Excerpts from a location annotation dataset.

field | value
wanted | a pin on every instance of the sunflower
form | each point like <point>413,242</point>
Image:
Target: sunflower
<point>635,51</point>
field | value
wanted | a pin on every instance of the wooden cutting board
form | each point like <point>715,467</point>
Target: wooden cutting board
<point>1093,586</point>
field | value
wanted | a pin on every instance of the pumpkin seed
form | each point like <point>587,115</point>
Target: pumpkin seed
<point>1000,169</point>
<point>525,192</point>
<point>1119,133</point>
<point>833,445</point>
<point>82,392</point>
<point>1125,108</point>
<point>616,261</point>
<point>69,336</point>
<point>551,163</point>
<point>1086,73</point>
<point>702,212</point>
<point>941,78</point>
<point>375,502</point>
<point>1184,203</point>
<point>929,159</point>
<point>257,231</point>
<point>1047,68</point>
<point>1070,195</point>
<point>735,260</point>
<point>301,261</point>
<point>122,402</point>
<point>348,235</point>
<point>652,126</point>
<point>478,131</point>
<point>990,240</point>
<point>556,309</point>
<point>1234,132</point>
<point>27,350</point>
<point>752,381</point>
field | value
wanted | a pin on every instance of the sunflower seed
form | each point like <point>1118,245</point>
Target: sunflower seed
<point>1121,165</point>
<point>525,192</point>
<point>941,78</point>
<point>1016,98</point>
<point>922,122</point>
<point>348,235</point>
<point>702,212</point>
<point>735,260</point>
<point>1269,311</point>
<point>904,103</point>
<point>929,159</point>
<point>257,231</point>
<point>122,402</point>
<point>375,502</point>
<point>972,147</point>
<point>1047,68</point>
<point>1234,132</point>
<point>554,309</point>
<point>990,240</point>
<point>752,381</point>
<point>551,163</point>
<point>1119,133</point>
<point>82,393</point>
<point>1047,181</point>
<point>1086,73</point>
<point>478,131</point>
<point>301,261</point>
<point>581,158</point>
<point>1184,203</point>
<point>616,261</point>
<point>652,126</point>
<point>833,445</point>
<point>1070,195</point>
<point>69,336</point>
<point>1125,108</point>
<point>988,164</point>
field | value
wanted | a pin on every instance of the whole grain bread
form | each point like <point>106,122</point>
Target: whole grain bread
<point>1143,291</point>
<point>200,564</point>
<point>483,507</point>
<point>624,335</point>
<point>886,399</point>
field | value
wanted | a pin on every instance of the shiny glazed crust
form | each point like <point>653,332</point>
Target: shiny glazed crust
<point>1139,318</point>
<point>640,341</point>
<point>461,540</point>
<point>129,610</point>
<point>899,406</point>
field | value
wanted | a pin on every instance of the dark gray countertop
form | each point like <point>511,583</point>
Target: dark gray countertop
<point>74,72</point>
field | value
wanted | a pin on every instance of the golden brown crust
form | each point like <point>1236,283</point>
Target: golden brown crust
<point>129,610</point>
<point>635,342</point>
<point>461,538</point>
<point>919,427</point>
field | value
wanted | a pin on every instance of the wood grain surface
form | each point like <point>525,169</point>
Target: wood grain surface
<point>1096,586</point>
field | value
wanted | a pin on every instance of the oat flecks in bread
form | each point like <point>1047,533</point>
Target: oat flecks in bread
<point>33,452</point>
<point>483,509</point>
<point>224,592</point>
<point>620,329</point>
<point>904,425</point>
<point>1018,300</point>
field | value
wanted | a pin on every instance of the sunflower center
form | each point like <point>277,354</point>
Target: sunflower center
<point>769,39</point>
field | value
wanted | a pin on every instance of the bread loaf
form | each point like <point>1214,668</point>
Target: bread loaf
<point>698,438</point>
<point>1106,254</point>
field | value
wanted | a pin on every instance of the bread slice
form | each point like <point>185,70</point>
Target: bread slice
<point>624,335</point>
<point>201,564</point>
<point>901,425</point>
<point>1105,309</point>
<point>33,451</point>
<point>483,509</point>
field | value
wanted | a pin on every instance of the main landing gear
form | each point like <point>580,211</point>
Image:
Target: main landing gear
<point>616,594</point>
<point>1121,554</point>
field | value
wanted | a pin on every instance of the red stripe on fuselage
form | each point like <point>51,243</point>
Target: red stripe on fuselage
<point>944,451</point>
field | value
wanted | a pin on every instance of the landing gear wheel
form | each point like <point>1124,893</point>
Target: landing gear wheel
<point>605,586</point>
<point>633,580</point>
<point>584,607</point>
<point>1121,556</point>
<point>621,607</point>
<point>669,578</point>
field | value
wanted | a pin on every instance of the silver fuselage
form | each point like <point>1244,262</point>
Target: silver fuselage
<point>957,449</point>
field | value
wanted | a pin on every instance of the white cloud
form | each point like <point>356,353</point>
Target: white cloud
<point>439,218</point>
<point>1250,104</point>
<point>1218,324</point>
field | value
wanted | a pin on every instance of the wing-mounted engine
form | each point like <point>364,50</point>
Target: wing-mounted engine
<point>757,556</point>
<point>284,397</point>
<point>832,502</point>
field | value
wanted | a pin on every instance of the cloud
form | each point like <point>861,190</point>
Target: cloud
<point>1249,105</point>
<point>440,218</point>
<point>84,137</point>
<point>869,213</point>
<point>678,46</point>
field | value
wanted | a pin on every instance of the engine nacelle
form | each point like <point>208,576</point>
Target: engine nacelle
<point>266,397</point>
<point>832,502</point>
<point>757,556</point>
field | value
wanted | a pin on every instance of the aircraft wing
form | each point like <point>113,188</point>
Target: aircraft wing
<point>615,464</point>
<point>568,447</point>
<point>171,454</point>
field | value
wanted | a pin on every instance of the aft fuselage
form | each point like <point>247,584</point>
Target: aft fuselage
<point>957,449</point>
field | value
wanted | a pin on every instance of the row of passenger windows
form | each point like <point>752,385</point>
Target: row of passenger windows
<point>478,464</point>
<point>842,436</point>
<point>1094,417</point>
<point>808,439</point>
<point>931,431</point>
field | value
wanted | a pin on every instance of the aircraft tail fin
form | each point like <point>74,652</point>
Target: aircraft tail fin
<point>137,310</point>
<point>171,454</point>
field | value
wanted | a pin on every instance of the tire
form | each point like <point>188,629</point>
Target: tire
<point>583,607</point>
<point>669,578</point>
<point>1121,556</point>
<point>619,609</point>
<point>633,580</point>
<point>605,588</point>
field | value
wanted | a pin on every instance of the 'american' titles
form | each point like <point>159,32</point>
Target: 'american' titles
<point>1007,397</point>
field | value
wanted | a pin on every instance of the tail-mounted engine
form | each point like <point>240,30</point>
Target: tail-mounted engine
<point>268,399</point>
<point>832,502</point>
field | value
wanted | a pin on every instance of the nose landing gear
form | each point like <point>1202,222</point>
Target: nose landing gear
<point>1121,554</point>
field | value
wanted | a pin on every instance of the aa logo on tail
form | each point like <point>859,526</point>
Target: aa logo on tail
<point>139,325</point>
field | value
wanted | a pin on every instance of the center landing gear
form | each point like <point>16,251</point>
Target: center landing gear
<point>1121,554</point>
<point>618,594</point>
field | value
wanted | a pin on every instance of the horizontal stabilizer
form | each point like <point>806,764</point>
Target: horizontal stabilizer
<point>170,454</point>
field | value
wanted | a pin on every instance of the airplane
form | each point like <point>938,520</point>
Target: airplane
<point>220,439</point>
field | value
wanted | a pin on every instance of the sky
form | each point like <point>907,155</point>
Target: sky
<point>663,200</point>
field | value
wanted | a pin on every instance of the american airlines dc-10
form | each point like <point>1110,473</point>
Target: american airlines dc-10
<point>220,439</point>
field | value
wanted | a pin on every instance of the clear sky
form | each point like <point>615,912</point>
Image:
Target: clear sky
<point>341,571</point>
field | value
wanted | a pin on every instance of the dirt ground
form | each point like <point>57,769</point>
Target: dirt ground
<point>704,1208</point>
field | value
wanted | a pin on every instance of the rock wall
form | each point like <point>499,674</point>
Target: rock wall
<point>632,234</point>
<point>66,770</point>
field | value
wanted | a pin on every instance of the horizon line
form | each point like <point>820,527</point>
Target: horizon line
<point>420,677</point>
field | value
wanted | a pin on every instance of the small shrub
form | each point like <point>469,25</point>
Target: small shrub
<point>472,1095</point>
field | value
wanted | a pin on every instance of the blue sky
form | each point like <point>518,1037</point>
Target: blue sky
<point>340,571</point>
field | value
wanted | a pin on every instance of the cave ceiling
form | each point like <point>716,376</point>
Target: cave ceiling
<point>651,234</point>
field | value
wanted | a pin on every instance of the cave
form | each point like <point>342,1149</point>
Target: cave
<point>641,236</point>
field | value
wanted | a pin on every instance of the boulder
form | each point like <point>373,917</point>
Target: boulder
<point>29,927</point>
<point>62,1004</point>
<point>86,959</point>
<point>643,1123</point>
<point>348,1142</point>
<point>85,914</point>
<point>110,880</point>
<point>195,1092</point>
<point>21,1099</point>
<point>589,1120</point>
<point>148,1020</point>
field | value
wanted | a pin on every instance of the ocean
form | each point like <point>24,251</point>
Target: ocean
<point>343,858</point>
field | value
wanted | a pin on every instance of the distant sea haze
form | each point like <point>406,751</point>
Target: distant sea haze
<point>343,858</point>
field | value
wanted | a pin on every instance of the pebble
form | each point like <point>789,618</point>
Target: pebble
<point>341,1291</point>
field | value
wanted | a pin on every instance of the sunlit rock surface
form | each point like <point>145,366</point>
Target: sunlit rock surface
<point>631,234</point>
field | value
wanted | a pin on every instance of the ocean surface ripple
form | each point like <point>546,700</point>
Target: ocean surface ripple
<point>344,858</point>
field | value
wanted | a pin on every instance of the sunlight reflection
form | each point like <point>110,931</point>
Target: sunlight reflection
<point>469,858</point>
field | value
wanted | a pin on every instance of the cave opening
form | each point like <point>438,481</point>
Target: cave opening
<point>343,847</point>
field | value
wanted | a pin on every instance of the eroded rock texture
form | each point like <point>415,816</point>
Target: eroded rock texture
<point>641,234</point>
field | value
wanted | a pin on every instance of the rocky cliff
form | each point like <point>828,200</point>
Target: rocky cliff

WHAT TO DO. Count the lines above that contain the string "sunflower", treating uppercase and lowercase as different. Reply with the number only.

FULL OUTPUT. 6